> [Task brief] Rewrite the listing below as a numbered list, leaving out any blank lines.

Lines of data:
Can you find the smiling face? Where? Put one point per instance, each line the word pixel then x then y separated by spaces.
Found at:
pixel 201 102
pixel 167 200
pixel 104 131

> [Answer]
1. Can you find the smiling face? Where? Put one point per instance, each line the word pixel then x then y separated by spaces.
2. Found at:
3. pixel 201 102
4. pixel 167 200
5. pixel 104 131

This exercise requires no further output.